> [Description of the task] The expected output is every entry, repeated exactly.

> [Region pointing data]
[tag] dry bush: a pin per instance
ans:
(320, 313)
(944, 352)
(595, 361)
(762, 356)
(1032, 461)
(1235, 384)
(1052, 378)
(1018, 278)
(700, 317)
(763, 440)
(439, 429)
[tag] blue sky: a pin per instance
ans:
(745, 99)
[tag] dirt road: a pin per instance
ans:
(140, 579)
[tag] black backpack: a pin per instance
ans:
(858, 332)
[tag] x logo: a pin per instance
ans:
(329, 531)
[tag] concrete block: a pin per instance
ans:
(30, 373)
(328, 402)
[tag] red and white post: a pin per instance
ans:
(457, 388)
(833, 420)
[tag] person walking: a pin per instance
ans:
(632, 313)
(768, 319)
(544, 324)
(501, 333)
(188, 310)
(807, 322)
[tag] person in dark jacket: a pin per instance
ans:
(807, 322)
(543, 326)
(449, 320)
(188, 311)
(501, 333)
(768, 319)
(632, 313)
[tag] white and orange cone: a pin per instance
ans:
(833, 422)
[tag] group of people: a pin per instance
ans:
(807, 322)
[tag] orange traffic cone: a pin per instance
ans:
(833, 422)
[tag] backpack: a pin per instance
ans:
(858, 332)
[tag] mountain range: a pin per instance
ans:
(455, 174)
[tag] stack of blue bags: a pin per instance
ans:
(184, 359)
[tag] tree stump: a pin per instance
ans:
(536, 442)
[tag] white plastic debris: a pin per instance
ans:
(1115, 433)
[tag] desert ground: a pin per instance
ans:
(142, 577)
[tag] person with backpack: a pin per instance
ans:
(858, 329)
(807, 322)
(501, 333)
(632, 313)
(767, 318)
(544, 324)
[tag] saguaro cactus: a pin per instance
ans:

> [Answer space]
[tag] dry bush: a pin per instance
ans:
(320, 313)
(944, 352)
(595, 361)
(762, 356)
(1032, 461)
(1235, 384)
(1052, 378)
(1018, 278)
(700, 317)
(763, 440)
(439, 429)
[tag] blue sky: a pin per instance
ans:
(745, 99)
[tag] dirt road: a pin per instance
ans:
(140, 579)
[tag] black backpack: a pin per instance
ans:
(858, 332)
[tag] x logo: a pin per instance
ans:
(329, 531)
[tag] concrete block: a pin per instance
ans:
(30, 373)
(328, 402)
[tag] red and white post: a pin per instance
ans:
(457, 388)
(833, 420)
[tag] person walking: a pin per instance
ans:
(632, 313)
(768, 319)
(544, 324)
(501, 333)
(188, 310)
(807, 322)
[tag] person in dark jacket: a pin per instance
ans:
(807, 322)
(543, 326)
(449, 320)
(188, 311)
(501, 333)
(768, 319)
(632, 313)
[tag] white and orange cone: a pin per instance
ans:
(833, 422)
[tag] group of people: a pin per instance
ans:
(807, 322)
[tag] orange traffic cone: a pin per instance
ans:
(833, 422)
[tag] backpack: a pin per instance
ans:
(858, 332)
[tag] mountain range: a pin per instance
ans:
(455, 174)
[tag] stack of blue bags: a pin per instance
ans:
(184, 359)
[tag] tree stump: a pin per instance
ans:
(536, 442)
[tag] white plastic debris: a pin per instance
ans:
(1115, 433)
[tag] desert ground: a pin per instance
ans:
(142, 577)
[tag] person with backpack: a pin per instance
ans:
(858, 329)
(807, 322)
(501, 333)
(632, 313)
(767, 318)
(544, 324)
[tag] saguaro cactus: a pin per instance
ans:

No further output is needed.